■ WHAT IS ASKED: Write out again only the lines from the one containing "of the streaked" through the end of the material, substituting "speckled plumage" for "streaked plumage" and leaving everything else unchanged.
--- BEGIN ---
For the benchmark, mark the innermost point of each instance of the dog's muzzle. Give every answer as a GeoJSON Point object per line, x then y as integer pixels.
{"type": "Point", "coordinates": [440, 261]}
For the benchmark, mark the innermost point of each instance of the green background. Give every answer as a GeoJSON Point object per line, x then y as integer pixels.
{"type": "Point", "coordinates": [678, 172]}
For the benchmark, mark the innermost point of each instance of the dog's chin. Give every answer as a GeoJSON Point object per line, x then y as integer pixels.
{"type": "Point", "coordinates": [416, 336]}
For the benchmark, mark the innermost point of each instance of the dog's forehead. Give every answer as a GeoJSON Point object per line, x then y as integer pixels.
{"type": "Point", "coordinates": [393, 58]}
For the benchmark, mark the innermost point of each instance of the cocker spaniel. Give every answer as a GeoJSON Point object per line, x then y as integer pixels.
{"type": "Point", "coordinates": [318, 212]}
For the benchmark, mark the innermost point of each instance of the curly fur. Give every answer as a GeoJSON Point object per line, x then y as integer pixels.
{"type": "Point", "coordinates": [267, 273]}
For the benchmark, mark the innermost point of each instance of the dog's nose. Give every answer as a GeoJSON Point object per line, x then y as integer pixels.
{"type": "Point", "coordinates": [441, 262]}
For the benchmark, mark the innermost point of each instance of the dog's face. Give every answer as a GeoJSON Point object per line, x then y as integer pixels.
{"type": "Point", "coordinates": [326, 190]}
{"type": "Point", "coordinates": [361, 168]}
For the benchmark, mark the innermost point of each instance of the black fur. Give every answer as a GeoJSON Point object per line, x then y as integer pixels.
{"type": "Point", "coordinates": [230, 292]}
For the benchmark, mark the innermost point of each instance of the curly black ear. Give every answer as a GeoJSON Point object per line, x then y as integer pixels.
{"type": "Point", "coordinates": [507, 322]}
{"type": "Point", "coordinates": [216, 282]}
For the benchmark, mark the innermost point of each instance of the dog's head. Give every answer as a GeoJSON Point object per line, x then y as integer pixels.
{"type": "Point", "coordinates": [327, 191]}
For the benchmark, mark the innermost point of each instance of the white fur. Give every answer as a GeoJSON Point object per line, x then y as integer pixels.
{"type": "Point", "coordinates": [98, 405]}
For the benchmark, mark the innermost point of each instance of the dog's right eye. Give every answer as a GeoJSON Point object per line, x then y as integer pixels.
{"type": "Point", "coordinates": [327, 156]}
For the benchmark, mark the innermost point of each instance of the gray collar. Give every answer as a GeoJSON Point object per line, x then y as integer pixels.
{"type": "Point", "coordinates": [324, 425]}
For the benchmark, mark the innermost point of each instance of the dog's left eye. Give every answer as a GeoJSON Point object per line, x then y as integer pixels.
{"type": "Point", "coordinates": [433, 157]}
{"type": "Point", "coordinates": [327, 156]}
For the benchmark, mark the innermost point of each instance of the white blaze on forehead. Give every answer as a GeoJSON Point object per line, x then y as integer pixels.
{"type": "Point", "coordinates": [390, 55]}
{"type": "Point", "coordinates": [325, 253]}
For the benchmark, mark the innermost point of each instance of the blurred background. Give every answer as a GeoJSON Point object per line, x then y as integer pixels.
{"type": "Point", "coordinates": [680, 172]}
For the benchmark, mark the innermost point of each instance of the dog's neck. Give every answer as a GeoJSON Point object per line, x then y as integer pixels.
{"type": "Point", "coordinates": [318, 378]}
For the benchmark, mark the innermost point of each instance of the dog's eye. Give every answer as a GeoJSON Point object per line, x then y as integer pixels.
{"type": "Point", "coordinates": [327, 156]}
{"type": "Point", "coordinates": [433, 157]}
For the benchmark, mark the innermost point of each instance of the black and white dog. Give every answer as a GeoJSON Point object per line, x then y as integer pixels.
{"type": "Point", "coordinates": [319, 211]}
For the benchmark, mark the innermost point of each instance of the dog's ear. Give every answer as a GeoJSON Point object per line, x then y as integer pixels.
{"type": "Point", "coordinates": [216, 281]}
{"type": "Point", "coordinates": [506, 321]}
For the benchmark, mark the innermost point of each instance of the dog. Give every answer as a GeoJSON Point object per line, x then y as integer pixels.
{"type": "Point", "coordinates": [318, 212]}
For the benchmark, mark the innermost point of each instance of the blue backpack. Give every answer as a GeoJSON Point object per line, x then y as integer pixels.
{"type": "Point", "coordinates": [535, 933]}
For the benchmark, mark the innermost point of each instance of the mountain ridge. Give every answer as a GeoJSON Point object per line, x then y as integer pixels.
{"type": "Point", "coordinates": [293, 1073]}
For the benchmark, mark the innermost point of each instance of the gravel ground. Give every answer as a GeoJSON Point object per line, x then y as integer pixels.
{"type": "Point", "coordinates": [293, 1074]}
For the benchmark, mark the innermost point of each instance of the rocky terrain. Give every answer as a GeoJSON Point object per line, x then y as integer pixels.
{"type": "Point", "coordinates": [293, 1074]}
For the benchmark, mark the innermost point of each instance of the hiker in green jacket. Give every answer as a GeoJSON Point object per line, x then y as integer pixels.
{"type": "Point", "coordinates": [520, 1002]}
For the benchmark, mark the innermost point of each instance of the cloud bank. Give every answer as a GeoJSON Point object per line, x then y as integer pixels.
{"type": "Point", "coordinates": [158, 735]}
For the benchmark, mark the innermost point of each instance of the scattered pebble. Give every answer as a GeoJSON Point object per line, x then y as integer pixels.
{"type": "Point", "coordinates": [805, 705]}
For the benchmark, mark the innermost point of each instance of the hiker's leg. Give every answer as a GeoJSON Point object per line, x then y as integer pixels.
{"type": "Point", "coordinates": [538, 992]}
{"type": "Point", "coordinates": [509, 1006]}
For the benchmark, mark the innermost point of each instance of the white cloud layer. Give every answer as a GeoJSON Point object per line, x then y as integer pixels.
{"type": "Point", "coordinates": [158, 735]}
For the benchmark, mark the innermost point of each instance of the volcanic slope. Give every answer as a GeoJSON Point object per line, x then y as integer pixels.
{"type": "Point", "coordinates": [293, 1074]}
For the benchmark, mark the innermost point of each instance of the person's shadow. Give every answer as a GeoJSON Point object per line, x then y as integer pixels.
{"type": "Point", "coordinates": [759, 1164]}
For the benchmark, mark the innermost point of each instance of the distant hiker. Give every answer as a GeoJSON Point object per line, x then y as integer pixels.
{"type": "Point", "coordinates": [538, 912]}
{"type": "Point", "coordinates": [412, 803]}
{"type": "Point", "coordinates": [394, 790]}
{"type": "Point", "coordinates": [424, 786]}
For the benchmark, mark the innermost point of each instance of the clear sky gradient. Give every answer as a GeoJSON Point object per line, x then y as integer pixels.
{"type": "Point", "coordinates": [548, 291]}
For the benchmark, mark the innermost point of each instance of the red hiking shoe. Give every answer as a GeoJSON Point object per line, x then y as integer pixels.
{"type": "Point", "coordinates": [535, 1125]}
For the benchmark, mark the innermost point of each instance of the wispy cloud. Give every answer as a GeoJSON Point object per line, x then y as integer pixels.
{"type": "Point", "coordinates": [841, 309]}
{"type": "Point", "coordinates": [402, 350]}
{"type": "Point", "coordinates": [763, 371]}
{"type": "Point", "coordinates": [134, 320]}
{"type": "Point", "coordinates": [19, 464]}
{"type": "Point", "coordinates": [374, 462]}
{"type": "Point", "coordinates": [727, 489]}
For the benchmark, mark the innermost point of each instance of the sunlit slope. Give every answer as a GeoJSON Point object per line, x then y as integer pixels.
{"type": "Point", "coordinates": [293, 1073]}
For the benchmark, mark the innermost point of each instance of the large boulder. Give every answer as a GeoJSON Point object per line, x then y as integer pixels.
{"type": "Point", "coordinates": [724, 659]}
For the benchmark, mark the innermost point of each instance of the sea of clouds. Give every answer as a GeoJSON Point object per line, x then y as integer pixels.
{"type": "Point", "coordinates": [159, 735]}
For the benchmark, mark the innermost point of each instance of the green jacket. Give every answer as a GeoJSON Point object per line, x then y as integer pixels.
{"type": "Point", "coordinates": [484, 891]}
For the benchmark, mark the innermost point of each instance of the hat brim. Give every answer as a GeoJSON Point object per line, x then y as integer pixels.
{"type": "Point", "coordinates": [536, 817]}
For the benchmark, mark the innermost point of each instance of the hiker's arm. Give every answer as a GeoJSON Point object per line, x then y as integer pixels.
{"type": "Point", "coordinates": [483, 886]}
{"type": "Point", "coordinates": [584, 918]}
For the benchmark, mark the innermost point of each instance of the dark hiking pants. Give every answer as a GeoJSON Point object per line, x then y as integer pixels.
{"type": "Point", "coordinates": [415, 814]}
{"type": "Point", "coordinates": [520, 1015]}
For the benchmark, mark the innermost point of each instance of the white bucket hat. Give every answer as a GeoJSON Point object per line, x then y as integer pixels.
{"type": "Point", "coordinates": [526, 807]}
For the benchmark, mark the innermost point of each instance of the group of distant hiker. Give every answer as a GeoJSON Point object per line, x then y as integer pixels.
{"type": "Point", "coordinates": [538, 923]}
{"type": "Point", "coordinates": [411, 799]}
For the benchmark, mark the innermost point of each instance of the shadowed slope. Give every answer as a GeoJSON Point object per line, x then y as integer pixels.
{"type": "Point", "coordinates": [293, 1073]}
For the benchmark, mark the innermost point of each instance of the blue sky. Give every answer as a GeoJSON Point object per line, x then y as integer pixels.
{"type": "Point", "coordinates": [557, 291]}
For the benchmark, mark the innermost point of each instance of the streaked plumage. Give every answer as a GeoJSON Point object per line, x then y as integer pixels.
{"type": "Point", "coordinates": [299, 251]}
--- END ---
■ ANSWER FOR THE TASK:
For the benchmark, mark the innermost point of each instance of the speckled plumage. Give every answer as a GeoJSON Point object per line, x then y as integer pixels.
{"type": "Point", "coordinates": [299, 251]}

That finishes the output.